WORK ORDER |
Skip every line before the one containing "In this picture, where can the animal's front", then copy that line and the rest of the entries below exactly, through the last line.

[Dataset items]
-- Opening Marker --
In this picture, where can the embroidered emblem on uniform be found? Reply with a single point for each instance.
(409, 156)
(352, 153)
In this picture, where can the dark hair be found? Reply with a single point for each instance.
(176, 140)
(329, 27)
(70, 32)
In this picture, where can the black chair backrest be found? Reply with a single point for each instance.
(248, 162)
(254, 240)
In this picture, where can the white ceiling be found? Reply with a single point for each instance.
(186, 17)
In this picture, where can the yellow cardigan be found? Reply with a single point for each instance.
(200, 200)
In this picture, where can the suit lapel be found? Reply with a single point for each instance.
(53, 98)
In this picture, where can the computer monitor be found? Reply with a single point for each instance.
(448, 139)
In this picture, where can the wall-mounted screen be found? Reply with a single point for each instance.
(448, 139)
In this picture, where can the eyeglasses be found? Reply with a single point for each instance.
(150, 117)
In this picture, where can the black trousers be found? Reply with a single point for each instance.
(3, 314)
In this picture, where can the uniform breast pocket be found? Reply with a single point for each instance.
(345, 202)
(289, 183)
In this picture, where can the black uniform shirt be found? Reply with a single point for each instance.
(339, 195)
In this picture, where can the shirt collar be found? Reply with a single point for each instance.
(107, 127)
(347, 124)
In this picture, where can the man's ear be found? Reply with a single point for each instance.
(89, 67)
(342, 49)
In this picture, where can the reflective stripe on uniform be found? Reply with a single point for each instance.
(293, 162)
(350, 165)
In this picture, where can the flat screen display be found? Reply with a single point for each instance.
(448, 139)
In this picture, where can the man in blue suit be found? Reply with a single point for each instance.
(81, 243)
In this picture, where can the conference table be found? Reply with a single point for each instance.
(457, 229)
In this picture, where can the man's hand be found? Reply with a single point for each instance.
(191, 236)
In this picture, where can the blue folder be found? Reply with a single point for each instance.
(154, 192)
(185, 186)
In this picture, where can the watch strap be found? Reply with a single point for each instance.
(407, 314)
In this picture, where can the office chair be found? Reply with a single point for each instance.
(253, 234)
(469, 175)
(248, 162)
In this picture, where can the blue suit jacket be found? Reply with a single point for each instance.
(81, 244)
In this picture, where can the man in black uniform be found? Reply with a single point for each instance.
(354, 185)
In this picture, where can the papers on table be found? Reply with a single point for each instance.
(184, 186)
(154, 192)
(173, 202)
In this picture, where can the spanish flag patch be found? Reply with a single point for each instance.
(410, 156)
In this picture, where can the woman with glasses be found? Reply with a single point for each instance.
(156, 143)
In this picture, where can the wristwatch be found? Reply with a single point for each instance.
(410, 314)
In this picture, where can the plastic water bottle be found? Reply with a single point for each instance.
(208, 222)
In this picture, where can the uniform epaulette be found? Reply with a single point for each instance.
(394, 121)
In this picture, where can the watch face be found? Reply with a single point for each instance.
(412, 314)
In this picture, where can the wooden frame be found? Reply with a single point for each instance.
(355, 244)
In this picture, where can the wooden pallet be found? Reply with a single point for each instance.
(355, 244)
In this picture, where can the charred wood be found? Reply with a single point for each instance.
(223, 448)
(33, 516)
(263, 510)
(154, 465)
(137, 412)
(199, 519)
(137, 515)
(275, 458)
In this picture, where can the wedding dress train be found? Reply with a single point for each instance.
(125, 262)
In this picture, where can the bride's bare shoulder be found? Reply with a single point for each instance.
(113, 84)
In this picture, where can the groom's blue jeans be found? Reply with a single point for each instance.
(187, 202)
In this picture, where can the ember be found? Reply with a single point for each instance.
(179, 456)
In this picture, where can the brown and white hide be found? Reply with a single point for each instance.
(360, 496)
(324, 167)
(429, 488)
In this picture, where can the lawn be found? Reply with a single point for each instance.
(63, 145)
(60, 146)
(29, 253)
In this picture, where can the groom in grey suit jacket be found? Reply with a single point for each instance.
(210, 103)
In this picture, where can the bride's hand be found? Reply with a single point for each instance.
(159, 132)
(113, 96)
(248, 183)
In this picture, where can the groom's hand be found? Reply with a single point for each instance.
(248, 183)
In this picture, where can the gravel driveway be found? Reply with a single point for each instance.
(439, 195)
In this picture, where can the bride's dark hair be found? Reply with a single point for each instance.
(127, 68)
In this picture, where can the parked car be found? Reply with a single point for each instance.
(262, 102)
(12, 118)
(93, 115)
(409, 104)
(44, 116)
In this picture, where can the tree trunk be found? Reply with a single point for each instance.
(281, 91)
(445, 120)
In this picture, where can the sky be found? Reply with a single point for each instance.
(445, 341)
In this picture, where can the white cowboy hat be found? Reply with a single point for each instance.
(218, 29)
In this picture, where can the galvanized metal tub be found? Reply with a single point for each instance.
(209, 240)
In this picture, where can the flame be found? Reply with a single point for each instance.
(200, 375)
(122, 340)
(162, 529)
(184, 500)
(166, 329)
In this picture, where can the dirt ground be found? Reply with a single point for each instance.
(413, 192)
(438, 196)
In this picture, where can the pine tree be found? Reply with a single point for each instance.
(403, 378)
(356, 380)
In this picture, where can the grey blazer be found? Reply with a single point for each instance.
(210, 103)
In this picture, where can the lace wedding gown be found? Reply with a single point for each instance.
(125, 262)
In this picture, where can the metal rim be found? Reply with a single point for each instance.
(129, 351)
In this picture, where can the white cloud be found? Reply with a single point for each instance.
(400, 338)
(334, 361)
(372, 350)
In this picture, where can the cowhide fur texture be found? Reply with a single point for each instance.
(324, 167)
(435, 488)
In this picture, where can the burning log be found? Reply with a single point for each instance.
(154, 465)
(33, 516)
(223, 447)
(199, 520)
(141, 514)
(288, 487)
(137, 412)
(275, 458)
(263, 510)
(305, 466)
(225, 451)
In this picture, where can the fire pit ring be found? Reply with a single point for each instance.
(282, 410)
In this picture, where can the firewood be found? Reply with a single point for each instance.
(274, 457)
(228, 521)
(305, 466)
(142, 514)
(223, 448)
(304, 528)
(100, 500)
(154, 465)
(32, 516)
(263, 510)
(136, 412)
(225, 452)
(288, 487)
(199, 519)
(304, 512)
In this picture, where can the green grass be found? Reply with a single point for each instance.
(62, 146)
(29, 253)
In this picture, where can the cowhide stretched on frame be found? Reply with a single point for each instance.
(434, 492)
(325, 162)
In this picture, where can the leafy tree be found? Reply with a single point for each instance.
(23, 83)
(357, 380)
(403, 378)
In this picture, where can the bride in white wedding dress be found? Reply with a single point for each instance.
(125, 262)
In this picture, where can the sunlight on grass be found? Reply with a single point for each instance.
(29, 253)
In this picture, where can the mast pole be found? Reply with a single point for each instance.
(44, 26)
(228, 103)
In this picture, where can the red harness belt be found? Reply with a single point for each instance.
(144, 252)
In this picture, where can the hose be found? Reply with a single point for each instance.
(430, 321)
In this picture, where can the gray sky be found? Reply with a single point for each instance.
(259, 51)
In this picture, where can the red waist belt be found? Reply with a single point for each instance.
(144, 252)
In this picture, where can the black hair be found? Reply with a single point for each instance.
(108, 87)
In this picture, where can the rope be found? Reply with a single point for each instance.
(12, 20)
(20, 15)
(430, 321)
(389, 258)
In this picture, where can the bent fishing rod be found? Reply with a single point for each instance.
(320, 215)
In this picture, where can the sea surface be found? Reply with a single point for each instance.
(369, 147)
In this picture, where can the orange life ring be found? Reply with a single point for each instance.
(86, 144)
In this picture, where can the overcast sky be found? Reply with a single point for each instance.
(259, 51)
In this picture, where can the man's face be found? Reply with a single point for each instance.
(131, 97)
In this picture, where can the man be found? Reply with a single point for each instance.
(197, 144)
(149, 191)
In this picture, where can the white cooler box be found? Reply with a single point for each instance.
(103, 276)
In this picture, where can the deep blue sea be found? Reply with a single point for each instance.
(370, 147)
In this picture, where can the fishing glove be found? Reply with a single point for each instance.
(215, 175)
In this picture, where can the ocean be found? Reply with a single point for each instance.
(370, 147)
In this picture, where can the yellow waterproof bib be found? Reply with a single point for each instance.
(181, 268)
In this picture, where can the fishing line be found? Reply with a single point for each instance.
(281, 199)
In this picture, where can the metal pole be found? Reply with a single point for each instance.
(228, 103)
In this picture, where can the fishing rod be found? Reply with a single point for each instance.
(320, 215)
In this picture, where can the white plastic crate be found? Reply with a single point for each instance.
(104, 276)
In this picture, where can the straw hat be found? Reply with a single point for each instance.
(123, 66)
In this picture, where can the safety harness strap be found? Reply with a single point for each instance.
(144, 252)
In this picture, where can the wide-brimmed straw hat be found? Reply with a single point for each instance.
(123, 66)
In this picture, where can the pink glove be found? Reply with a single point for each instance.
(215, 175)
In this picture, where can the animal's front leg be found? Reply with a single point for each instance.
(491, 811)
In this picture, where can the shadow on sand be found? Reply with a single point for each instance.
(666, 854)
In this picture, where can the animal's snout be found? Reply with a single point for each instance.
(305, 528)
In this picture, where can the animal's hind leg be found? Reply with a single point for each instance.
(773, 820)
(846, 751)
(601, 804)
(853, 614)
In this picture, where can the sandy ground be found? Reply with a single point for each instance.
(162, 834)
-- Closing Marker --
ANSWER |
In this picture, where can the animal's front leg be found? Reply with a single point for each instance.
(491, 811)
In this picture, where can the shadow on sand be found? Reply with a single point for each instance.
(666, 854)
In this picture, where can the animal's snout be found? Reply with a single point for each instance.
(305, 528)
In this picture, where can the animal's hind leg be found? Reply with a single point for each instance.
(773, 820)
(846, 751)
(601, 804)
(853, 614)
In this picture, where can the sandy ground be found? Reply with a single point for each instance.
(162, 834)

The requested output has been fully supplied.